Type the records out again in full, exactly.

** Available data follows **

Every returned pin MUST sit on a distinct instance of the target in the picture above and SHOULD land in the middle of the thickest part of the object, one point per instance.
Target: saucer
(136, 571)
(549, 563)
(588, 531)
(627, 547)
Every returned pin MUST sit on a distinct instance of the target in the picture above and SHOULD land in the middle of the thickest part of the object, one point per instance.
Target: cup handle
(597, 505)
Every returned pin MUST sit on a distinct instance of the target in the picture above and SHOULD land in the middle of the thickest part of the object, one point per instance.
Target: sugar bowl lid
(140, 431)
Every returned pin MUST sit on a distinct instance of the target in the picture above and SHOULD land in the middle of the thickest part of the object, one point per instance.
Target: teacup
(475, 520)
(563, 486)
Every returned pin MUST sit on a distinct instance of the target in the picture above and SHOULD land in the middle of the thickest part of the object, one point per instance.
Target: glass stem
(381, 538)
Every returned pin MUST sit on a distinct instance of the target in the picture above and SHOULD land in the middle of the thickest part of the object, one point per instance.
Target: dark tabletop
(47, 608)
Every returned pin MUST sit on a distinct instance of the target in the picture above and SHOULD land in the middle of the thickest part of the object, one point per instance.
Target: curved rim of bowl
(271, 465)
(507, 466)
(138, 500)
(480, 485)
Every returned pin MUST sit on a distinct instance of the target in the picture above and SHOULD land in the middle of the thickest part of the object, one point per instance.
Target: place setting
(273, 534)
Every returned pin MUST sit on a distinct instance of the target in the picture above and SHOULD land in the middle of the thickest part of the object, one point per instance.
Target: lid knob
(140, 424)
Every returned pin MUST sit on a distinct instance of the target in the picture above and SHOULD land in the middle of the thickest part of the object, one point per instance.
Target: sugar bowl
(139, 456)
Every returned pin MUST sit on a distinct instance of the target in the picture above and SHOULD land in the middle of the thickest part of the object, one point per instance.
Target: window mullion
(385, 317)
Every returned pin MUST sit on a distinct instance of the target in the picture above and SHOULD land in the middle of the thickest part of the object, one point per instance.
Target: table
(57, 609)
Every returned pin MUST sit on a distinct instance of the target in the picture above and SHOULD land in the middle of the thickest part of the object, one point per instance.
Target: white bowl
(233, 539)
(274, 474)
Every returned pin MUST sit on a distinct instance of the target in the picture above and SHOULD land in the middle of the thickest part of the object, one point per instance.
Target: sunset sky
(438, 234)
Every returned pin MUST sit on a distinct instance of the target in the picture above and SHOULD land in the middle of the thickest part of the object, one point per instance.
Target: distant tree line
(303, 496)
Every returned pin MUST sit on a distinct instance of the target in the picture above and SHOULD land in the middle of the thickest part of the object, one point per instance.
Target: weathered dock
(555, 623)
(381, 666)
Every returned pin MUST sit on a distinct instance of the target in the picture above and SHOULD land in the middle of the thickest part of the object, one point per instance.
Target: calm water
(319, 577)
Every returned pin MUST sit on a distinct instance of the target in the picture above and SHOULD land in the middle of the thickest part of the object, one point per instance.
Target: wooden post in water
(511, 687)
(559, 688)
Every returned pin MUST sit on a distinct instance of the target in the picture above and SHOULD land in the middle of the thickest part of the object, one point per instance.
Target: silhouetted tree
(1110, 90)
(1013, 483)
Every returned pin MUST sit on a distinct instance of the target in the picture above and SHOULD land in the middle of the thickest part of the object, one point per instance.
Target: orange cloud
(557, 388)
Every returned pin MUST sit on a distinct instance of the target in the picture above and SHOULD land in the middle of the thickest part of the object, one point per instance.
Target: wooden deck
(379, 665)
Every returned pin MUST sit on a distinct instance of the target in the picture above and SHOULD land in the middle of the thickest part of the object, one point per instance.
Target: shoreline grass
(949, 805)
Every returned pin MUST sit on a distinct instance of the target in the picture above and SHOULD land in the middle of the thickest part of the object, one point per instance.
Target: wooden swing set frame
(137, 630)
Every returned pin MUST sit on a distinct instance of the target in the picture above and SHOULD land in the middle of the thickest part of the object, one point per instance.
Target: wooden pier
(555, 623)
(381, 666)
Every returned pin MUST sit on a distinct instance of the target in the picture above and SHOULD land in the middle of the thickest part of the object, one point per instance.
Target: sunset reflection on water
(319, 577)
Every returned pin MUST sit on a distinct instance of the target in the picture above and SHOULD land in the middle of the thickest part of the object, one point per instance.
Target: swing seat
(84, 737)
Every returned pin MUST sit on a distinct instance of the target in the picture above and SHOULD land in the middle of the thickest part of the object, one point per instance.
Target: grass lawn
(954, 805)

** End of Available data **

**Problem solution:**
Every returned pin MUST sit on a distinct instance of the target in the picture above and SHOULD land in the middle of the thickest part of the object, one point per instance.
Target: saucer
(136, 571)
(549, 563)
(588, 531)
(627, 547)
Every returned pin MUST sit on a distinct instance of the target in the picture above and SHOULD land in the middle of the thickest part of the object, one point per instance.
Target: cup handle
(597, 505)
Every returned pin MUST sit on a distinct instance of the target in the picture above and SHOULD land in the middle of the thickest part of the object, one point per instance.
Target: sugar bowl lid
(140, 431)
Every returned pin MUST sit on a distinct instance of the target in the picture above and SHOULD land in the middle of the thickest part of the object, one point per instance.
Target: teacup
(475, 520)
(563, 486)
Every returned pin MUST sit on a distinct instance of the target in the picture above and SHOULD land in the middle of the thickest part of the object, one point per instance.
Target: glass stem
(381, 538)
Every returned pin MUST sit on a distinct instance of the target in the picture above and SHOULD land in the middle of the thickest part of the object, one point per instance.
Target: dark tabletop
(47, 608)
Every returned pin MUST sit on a distinct instance of the target in the picture above and SHOULD land in the middle of the thickest part of the object, one point per instance.
Target: curved rim of bowl
(271, 465)
(507, 466)
(138, 500)
(480, 485)
Every returned pin MUST sit on a distinct instance of the target in the picture above and SHOULD land in the middle of the thickest part of the object, one point per instance.
Target: place setting
(273, 534)
Every returned pin MUST sit on a distinct instance of the target in the picture above and SHOULD land in the middle of the thickest part of the object, one point per instance.
Target: lid knob
(140, 424)
Every returned pin MUST sit on a distinct instance of the target in the picture above and SHOULD land in the middle of the thickest part of the object, one point per instance.
Target: sugar bowl
(139, 456)
Every returned pin MUST sit on a distinct instance of the target in the picture above and SHOULD land in the middle of the thickest part of the object, one point per instance.
Target: window mullion
(385, 317)
Every returned pin MUST sit on a distinct instance of the target in the picture above and SHOULD land in the middle of the thickest part of the object, one point per instance.
Target: table
(57, 609)
Every returned pin MUST sit on a distinct instance of the target in the picture above and SHOULD land in the middle of the thickest part of the object, one point per instance.
Target: white bowl
(233, 539)
(274, 474)
Every returned pin MUST sit on a distinct instance of the target in the picture above and SHOULD land in the middle of the thickest part of the object, one point per instance.
Target: sunset sky
(438, 234)
Every returned pin MUST sit on a distinct instance of the target in the picture above and SHOULD land in the middle of the thickest part of the object, one point per instance.
Target: distant tree line
(303, 496)
Every returned pin MUST sit on a distinct instance of the target in the picture above and SHOULD land in the middle of the thickest part of the object, one point per instance.
Target: weathered dock
(555, 623)
(381, 666)
Every returned pin MUST sit on a distinct instance of the target in the picture above and SHOULD land in the middle of the thickest part of the object, one point per instance.
Target: calm water
(319, 577)
Every returned pin MUST sit on a distinct instance of the target in the picture above and SHOULD land in the middle of the thickest part of the object, one point per instance.
Target: wooden post in water
(511, 687)
(559, 688)
Every returned pin MUST sit on a distinct instance of the target in the picture above and SHOULD land in the middle of the thickest part of the object, one point per instance.
Target: silhouetted tree
(1110, 90)
(1013, 483)
Every returned pin MUST sit on a distinct instance of the target in the picture above and SHOULD land in the middle of the thickest part of the object, one point per instance.
Target: orange cloud
(557, 388)
Every returned pin MUST sit on a distinct instance of the target in the picture above and SHOULD land in the middle of the thickest part of the object, one point per instance.
Target: wooden deck
(379, 665)
Every returned pin MUST sit on a distinct instance of the target in the picture above and SHOULD land in the middle of the thickest part of the object, one point per instance.
Target: shoreline grass
(949, 805)
Every returned pin MUST sit on a distinct instance of the target in the picture above and SHOULD land in the middle of the thickest part of the object, one point per instance.
Target: wooden swing set frame
(137, 630)
Every returned pin MUST sit on a distinct instance of the target in the picture above and SHOULD land in the middle of the thickest part of the object, one point per instance.
Target: wooden pier
(555, 623)
(381, 666)
Every returned pin MUST sit on a distinct instance of the target in the picture above and SHOULD land in the middle of the thickest part of the object, one point per instance.
Target: sunset reflection on water
(319, 577)
Every returned pin MUST sit on a distinct instance of the target in the picture above and SHOULD land in the middle of the thickest part of the object, one point per instance.
Target: swing seat
(84, 737)
Every returned pin MUST sit on a distinct instance of the target in the picture above and SHOULD land in the middle of the thickest part of the object, one point per instance.
Target: grass lawn
(954, 805)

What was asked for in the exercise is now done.